● **STATED EXERCISE 1**:
List every line in the records that contains the word "blue".

● **EXTRACT**:
begin

04 May Article 98 Agreements — Japan and Montenegro
Last week, I noted that Japan will become a member the ICC in October. Interestingly, the Japanese government has indicated that it will not consider signing an Article 98 agreement with the U.S. after accession. That refusal will not have much practical effect, although there are approximately 50,000 U.S. soldiers on Japanese territory, more than half of whom are stationed on Okinawa. Nevertheless, it should be interesting to see what the Bush administration’s reaction will be, given Japan’s symbolic importance to the ICC and Shinzo Abe’s open desire to form a closer military alliance with the U.S.
Indeed, the Bush administration continues to push for Article 98 agreements. Last month, the U.S. entered into an agreement with Montenegro, a move that — according to Condoleeza Rice — “establishes a basis for United States military personnel to operate in Montenegro for mutually agreed activities.” The Article 98 agreement will almost certainly worsen relations between the U.S. and Russia, which is already concerned with the Bush administration’s desire to construct an anti-missile defense system in Poland and the Czech Republic. (See Julian’s post here.)
Interestingly, neither the Czech Republic nor Poland have been willing to sign Article 98 agreements — unwillingness that John Bolton savagely criticized in 2005 when he was Under Secretary for Arms Control and International Security. I know nothing about the physical requirements of the ballistic-missile system, but I can’t help but wonder if the U.S. would consider relocating the system to Montenegro and/or its neighbors Albania or Bosnia-Herzegovina (which have also signed Article 98 agreements) if the Czech Republic and Poland do not start singing a different tune soon.
How can a BIA affect US troops on Japanese territory?
From former Yugoslav republics, Macedonia, Bosnia and Herzegovina, and recently Montenegro on 19 April signed Article 98 agreements with United States, whereas Slovenia and Croatia refused to sign such agreements some years ago. Macedonia, Bosnia and Herzegovina, and Montenegro were in no position to refuse signature and risk potential withdrawal of American military and economic aid. As long as situation in south-eastern Europe remains fragile, it is unlikely that United States would consider relocating ballistic-missile systems to Montenegro or elsewhere in the region.

end

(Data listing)
begin

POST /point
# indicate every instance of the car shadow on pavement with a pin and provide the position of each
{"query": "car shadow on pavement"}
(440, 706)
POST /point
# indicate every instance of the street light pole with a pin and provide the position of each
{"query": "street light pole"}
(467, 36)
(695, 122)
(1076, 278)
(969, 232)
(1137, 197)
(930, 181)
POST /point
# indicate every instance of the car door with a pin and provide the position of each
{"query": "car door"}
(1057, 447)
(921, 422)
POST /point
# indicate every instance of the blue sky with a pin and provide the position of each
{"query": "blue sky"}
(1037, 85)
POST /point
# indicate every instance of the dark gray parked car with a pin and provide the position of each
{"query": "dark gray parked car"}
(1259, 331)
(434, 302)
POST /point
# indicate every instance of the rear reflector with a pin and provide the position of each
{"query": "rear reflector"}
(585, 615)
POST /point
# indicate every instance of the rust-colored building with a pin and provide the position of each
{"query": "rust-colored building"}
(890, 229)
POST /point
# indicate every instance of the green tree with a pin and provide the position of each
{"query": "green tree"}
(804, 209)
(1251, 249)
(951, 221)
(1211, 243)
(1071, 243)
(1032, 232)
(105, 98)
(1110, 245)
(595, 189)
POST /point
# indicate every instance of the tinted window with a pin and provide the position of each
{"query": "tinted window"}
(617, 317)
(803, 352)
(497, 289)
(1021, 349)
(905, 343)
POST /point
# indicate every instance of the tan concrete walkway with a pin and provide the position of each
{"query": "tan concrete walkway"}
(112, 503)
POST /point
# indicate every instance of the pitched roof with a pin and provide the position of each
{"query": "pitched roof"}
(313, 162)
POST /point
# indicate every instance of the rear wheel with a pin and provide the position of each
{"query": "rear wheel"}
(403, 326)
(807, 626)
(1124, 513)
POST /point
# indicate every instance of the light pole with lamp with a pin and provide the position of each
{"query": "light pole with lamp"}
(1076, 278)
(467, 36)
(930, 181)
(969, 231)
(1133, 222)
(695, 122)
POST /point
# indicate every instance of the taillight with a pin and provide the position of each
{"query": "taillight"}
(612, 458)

end

● **STATED EXERCISE 2**:
According to the post on Article 98 agreements, roughly how many U.S. soldiers are on Japanese territory?

● **EXPECTED OUTPUT 1**:
# indicate every instance of the blue sky with a pin and provide the position of each
{"query": "blue sky"}

● **EXPECTED OUTPUT 2**:
Approximately 50,000